Top of PASSAGE

Grishma Bista is finishing up four years as Country Director of MSI Timor-Leste, following four years in Timor-Leste with CARE International. MSI Asia Pacific caught up with Grishma in Melbourne, where she is now based. Grishma is fluent in Nepali, English, Hindi and Tetun.
How has your time as country director of MSI in Timor-Leste been?
It has been great. I have learnt about myself, the organisation and what it does. It has been a wonderful four years. Tough, but I have very much enjoyed it.
What have you learnt?
Reproductive health has always been a passion of mine, and a reason why I studied public health. MSI is an INGO (International non-governmental organisation), but it does not think or operate like an INGO, it thinks like a business. So, coming to MSI, I had to ‘unlearn’ lessons from the INGO sector and find the balance between a development mindset (what’s the end goal? what happens long term?) and a business mindset (what are the cost efficiencies?). Arguably they are contradictory, but when you operate within contradictions, good things happen as you become more innovative, and are forced to think critically.

Bottom of PASSAGE
Top of EXTRACTED ENTRIES

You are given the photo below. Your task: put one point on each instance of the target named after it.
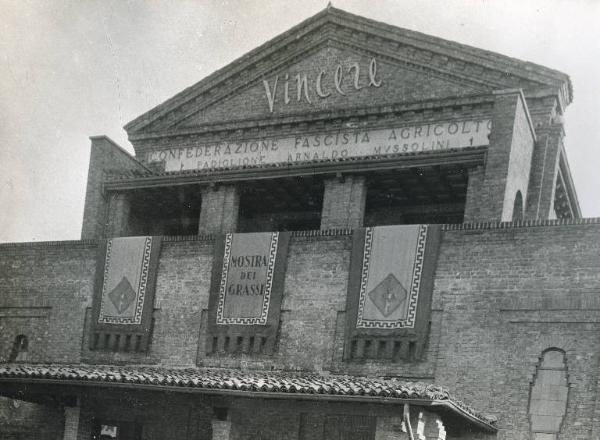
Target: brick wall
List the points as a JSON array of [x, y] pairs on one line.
[[23, 420], [106, 159], [502, 296]]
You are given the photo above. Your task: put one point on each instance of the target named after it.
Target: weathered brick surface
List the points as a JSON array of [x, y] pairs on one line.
[[30, 421], [544, 170], [508, 161], [502, 296], [344, 203], [398, 83], [220, 209], [106, 159]]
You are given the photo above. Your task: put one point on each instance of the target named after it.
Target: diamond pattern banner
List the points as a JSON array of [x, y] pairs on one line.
[[389, 290], [124, 293]]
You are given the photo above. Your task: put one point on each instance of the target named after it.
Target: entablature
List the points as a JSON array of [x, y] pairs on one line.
[[467, 157]]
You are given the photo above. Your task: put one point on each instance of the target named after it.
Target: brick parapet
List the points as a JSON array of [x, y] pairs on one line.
[[503, 293]]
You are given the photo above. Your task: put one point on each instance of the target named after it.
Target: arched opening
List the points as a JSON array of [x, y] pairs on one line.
[[19, 349], [548, 396], [518, 207]]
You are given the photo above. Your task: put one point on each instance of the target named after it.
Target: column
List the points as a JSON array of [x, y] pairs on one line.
[[344, 202], [220, 209]]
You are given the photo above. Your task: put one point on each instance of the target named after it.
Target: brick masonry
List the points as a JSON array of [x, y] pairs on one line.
[[502, 296], [106, 159]]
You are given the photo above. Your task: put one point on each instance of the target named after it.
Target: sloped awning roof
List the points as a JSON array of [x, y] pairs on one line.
[[248, 383]]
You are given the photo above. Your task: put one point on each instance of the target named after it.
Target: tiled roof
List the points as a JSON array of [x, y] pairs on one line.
[[232, 381]]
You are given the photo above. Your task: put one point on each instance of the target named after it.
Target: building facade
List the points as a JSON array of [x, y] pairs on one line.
[[354, 231]]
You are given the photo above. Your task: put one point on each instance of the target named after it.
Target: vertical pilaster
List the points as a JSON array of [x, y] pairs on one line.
[[106, 159], [474, 185], [78, 423], [389, 428], [540, 199], [118, 218], [344, 202], [508, 161], [433, 427], [220, 209], [71, 422]]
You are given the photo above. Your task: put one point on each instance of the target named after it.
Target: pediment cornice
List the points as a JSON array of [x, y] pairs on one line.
[[460, 64]]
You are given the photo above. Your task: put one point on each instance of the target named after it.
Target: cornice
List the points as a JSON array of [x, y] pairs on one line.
[[354, 114], [444, 53], [463, 156]]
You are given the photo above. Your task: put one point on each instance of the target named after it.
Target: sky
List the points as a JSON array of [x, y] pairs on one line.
[[72, 69]]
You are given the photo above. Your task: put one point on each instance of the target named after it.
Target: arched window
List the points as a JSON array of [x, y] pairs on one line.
[[548, 398], [19, 349], [518, 207]]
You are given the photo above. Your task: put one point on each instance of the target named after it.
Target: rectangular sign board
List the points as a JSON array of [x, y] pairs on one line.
[[325, 146]]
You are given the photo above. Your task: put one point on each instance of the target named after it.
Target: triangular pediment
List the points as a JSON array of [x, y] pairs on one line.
[[332, 78], [335, 61]]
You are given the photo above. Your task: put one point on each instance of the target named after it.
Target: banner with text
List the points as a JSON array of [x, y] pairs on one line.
[[246, 291], [325, 146]]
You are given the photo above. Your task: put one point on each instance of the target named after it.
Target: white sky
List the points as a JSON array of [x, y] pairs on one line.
[[76, 68]]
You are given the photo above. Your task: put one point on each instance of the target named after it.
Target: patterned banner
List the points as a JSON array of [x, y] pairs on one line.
[[389, 291], [124, 296], [246, 292], [125, 280], [391, 276]]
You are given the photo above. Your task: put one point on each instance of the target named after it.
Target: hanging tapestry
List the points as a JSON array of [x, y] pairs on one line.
[[389, 291], [124, 293], [246, 291]]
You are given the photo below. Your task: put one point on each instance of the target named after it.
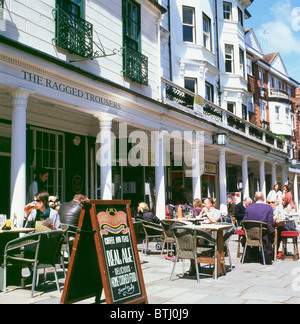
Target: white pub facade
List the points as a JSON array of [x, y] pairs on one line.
[[90, 91]]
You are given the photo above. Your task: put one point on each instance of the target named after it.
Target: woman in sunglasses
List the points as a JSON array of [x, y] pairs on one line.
[[40, 211]]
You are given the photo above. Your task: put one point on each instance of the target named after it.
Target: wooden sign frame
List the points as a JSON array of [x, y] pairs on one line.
[[105, 244]]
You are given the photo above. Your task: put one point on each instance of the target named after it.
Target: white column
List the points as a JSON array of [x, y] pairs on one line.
[[274, 180], [160, 187], [262, 177], [284, 178], [196, 172], [222, 178], [296, 197], [105, 162], [245, 177], [18, 154]]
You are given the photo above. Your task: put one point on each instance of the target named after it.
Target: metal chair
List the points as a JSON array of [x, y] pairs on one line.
[[167, 236], [226, 240], [45, 251], [151, 230], [254, 236], [186, 239]]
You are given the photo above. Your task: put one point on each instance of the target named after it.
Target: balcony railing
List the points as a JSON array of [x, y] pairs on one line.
[[181, 98], [135, 65], [73, 33]]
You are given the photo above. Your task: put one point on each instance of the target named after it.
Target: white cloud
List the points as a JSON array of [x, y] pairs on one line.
[[280, 34]]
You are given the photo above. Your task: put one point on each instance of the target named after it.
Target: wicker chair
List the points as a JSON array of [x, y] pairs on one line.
[[45, 250], [254, 236], [186, 239], [151, 230], [167, 236]]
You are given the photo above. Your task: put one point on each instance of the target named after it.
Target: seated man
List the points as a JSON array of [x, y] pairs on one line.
[[213, 215], [230, 208], [262, 212], [240, 209], [146, 214]]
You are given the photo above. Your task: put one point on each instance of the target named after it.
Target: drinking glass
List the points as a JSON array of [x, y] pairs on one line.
[[2, 220]]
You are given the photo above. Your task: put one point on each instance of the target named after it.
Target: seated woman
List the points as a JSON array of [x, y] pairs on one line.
[[41, 212], [197, 206], [147, 215]]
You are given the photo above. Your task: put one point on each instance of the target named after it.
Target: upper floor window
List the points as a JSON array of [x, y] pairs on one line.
[[227, 10], [229, 59], [242, 63], [207, 41], [191, 84], [240, 17], [263, 112], [209, 92], [72, 32], [131, 25], [135, 64], [74, 6], [249, 66], [231, 107], [188, 20], [261, 78], [277, 113]]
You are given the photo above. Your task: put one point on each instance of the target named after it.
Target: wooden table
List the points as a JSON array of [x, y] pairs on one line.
[[278, 223], [186, 221], [14, 273], [219, 228]]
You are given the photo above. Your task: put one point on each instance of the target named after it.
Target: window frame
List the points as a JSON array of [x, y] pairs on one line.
[[227, 13], [188, 25], [229, 59], [242, 62], [233, 107], [195, 84], [207, 35], [263, 111], [209, 92]]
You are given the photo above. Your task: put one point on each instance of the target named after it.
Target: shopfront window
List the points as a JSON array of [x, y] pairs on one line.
[[48, 152]]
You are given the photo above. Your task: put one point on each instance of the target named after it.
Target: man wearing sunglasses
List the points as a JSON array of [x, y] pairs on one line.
[[39, 210]]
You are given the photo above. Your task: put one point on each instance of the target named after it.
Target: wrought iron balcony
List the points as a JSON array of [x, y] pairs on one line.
[[73, 33], [135, 65], [183, 99]]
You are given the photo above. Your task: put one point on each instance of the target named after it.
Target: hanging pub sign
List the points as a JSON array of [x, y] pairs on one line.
[[105, 256]]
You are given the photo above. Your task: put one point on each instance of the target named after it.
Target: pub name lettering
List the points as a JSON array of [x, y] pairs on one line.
[[37, 79]]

Bottom of EXTRACTED ENTRIES

### WORK INSTRUCTION
Reproduce word for word the portion of the Grishma Bista interview starting at "Grishma Bista is" and ending at "have you learnt?".

### FINISHED EXERCISE
Grishma Bista is finishing up four years as Country Director of MSI Timor-Leste, following four years in Timor-Leste with CARE International. MSI Asia Pacific caught up with Grishma in Melbourne, where she is now based. Grishma is fluent in Nepali, English, Hindi and Tetun.
How has your time as country director of MSI in Timor-Leste been?
It has been great. I have learnt about myself, the organisation and what it does. It has been a wonderful four years. Tough, but I have very much enjoyed it.
What have you learnt?